A group of advocates on subcommittees of the state’s law enforcement reform taskforce is not happy with the progress it is making. 

Several members of Law Enforcement Accountability Task Force (LEATF) subcommittees signed a letter of no confidence in the body Tuesday. They say it's moving too slow. 

The task force was formed last year to develop policy recommendations around police reform issues including transparency and accountability, community policing and use of force. It was originally expected to deliver these by the start of the legislative session in January, but has yet to release a final report. 

Transparency and Accountability subcommittee member Haneef Salaam is with the ACLU of Delaware's Campaign for Smart Justice. He signed the letter—and says it’s time to bypass the task force.

“Enough is enough, it’s time for action,” Salaam said. 

The letter calls for amendments to theLaw Enforcement Officers’ Bill of Rights(LEOBOR), which currently shields police records from public view, and the Freedom of Information Act—to allow for the establishment of “effective” Civilian Review Boards that can investigate and respond to police misconduct “without undue interference from collective bargaining agreements and the police union.”

The letter includes a draft bill to amend LEOBOR, which it notes could be implemented this legislative session. 

“Delaware’s General Assembly and government officials do not have a history of following the recommendations of task forces,” the letter reads. “This history, alongside the slow pace of the LEATF, has weakened both our and the community’s faith in our state lawmakers.”

▶ _Recorded information_

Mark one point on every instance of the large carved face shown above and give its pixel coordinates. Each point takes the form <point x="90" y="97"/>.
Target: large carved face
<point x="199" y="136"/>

▶ _Stated problem 1_
Update the article on the police reform task force: start at the words "Several members of" and end after "moving too slow.", with "Tuesday" swapped for "Monday".
▶ _Stated problem 2_
Continue the article on the police reform task force past its final sentence.
Nothing in the listing has any bearing on this.

▶ _Exercise answer 1_
Several members of Law Enforcement Accountability Task Force (LEATF) subcommittees signed a letter of no confidence in the body Monday. They say it's moving too slow.

▶ _Exercise answer 2_
The letter claims Black and brown communities “have not been adequately involved in the process,” while police are overrepresented on the task force and its subcommittees.

“Delaware’s secrecy of police disciplinary records allows misconduct to thrive,” said Kailyn Richards, policy and program coordinator at the Delaware Center for Justice, in an email. 


Richards is a member of the Workforce Development LEATF subcommittee who signed the letter. She says New Castle County Executive Matt Meyer’s recent release of the body camera footage showing the killing of Lymond Moses by county police underscored the need for change. 


“It was a historic moment in transparency for Delawareans, but that kind of transparency should not be given at the whim of who happens to be in leadership,” she said. “It should be a right of the people, ingrained in state law.” 

Crystal Womack of Network Delaware and the Metropolitan Wilmington Urban League is another member of the Transparency and Accountability subcommittee who signed the letter. 

“My main concern with the task force is there won’t be positive action that comes from it, or that ... this taskforce sort of goes on until it fizzles out,” Womack said.

LEATF chair, member of the General Assembly’s Legislative Black Caucus and former police officer Rep. Franklin Cooke (D-New Castle) declined to be interviewed. 

“Our process has been deliberate, well-organized, and above all inclusive,” Cooke said in a statement provided by a spokesperson. “We have held listening sessions and conducted numerous public meetings where we have solicited and welcomed public input, and we will continue to do so. The work we're doing takes time, but we are making progress."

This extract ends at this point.